◆ **What this task involves**: Reproduce every line, starting at the one that contains "One point lands on each instance of the green field;" and ending at the last line of the data, exactly as it stands; pictures are omitted.

====== Source material

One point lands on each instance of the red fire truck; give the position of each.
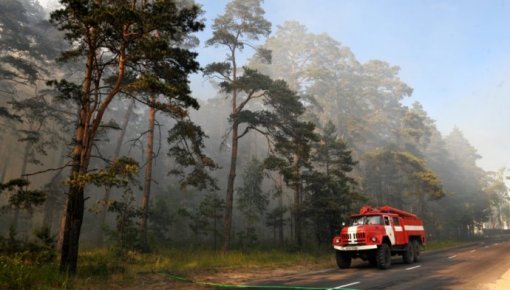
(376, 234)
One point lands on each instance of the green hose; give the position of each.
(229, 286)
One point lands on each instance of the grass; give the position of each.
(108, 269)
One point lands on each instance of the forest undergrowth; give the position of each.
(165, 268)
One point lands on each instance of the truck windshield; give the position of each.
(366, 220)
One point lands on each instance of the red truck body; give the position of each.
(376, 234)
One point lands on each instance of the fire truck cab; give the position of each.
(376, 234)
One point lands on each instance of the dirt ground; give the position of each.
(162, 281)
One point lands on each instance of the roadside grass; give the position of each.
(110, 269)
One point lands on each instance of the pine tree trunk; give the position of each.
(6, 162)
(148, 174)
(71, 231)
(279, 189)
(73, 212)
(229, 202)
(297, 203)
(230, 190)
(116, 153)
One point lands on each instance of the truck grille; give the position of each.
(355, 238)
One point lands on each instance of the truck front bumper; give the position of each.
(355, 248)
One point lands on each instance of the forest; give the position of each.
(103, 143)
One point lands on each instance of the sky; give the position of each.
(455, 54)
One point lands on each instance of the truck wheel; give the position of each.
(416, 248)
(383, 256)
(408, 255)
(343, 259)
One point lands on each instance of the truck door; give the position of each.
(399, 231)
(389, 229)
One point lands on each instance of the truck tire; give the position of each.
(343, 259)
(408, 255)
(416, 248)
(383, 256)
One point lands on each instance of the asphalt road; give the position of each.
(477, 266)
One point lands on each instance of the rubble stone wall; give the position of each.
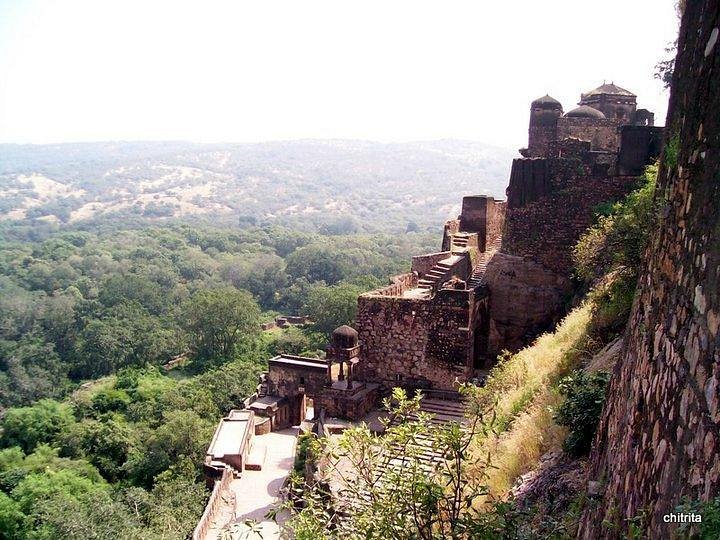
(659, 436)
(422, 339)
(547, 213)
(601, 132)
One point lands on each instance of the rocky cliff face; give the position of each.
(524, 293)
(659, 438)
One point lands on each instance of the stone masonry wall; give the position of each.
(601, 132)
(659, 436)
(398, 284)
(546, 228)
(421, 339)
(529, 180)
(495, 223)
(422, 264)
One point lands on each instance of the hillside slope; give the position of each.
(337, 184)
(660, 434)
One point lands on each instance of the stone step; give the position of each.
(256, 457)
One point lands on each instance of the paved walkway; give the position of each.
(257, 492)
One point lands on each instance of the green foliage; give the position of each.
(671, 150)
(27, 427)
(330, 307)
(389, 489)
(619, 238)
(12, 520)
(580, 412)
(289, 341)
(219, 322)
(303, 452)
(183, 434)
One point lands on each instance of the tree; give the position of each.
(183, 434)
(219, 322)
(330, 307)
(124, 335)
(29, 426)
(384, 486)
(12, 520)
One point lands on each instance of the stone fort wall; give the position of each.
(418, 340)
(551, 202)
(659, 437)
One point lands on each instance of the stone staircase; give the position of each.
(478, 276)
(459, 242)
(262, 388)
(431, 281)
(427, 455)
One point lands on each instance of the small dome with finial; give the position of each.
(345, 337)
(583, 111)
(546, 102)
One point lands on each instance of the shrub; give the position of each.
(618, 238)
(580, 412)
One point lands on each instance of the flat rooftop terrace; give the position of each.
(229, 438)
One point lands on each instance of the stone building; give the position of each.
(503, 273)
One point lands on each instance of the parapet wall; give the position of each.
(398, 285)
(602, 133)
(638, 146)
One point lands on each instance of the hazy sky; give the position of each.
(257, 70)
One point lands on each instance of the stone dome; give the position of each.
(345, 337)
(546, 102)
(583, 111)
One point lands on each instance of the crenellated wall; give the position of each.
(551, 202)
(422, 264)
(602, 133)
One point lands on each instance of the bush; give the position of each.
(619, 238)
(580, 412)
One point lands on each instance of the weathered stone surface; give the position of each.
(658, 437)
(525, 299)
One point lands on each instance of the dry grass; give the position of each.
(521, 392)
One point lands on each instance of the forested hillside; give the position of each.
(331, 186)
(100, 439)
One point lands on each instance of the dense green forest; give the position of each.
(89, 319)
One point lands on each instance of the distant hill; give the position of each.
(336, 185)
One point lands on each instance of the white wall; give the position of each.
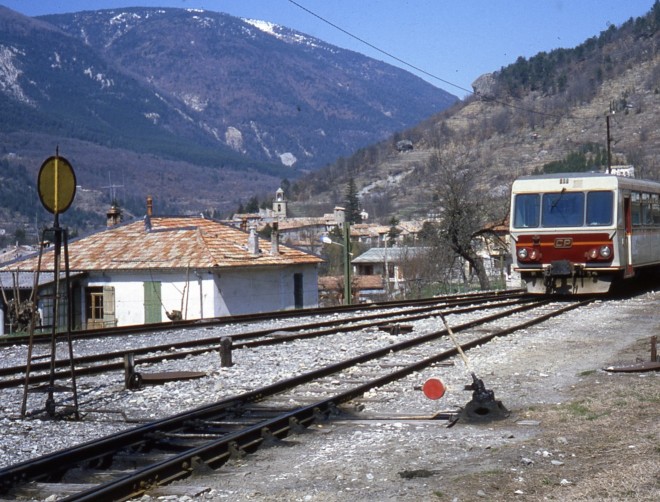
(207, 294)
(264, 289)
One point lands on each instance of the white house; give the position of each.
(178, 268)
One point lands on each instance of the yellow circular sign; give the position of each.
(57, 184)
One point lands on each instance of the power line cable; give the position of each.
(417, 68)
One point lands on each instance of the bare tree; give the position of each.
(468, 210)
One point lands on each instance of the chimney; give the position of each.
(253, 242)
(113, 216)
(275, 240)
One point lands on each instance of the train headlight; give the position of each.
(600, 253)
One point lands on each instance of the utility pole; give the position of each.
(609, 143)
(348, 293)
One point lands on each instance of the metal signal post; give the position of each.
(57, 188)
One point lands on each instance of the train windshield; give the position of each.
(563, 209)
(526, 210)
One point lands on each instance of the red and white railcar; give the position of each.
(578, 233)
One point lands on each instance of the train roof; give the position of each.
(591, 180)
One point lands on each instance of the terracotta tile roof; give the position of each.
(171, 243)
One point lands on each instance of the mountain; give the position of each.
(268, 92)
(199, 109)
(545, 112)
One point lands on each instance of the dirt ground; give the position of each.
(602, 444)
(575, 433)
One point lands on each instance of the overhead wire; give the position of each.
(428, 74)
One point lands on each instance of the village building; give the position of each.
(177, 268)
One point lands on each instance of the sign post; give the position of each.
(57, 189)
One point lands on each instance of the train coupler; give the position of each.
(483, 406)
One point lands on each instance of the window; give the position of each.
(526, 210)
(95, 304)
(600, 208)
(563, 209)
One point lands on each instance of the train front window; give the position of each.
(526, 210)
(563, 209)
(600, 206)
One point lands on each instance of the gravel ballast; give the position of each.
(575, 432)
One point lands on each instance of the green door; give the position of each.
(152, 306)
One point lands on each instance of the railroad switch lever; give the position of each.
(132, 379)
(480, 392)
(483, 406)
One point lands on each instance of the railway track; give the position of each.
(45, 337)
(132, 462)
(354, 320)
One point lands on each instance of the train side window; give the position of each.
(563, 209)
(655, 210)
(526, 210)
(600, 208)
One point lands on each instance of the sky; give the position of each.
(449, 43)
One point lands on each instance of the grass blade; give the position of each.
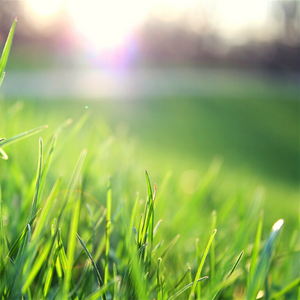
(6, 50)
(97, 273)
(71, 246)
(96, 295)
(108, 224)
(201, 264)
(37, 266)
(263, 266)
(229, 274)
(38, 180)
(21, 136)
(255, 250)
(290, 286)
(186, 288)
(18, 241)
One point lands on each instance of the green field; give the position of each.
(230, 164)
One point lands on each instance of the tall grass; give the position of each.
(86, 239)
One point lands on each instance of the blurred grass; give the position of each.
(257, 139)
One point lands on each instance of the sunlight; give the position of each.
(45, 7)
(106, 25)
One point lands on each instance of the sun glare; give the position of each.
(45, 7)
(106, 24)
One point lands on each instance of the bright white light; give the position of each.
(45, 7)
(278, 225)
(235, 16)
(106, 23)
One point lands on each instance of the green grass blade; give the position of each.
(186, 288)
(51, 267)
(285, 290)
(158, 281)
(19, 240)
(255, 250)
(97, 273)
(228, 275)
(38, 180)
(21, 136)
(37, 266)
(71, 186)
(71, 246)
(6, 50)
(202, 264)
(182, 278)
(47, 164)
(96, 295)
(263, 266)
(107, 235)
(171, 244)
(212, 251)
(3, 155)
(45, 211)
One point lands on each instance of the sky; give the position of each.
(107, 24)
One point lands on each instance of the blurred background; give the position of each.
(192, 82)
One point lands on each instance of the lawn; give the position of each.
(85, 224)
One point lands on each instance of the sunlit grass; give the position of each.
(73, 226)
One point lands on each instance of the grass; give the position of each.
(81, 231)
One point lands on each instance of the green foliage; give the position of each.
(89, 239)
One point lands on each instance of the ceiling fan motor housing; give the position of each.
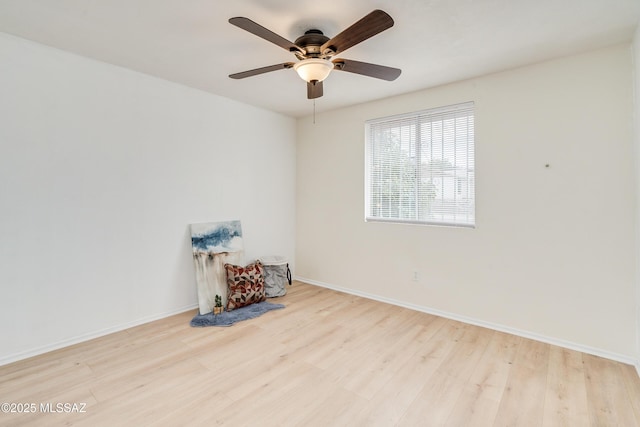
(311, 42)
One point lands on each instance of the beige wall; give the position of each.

============

◆ **Solution to this exercise**:
One point lands on each instance of the green field; give the position of each.
(230, 164)
One point lands on each instance of the tall grass; give the position of each.
(86, 239)
One point lands on each instance of the blurred grass; give the position of each.
(257, 139)
One point lands on each instance of the sunlight; give the position of each.
(45, 7)
(106, 25)
One point lands on each instance of the sun glare; give the position of each.
(45, 7)
(106, 24)
One point lands on each instance of the bright white light; give the position of each.
(45, 7)
(278, 225)
(235, 16)
(106, 23)
One point lands on each instance of the green grass blade; give the position of each.
(186, 288)
(51, 267)
(285, 290)
(158, 281)
(19, 240)
(255, 250)
(97, 273)
(228, 275)
(38, 180)
(21, 136)
(37, 266)
(71, 186)
(71, 246)
(6, 50)
(202, 264)
(182, 278)
(47, 164)
(96, 295)
(263, 266)
(107, 235)
(171, 244)
(212, 251)
(3, 155)
(45, 211)
One point lands on each instance of the sky; give the position of each.
(107, 24)
One point lands on each instance of the blurred background; give the position of each.
(192, 82)
One point lands on each instance of the lawn; give the position of each.
(85, 224)
One point lands on each instance of the sunlit grass; give the position of each.
(73, 226)
One point lands on each instance of the grass; give the position of each.
(81, 231)
One point lands on each instance of the green foliage; give the position of each.
(89, 239)
One point lands on each instance of the ceiling fan motor housing; give the position of each.
(311, 42)
One point lands on each instance of the beige wall; give the position of each.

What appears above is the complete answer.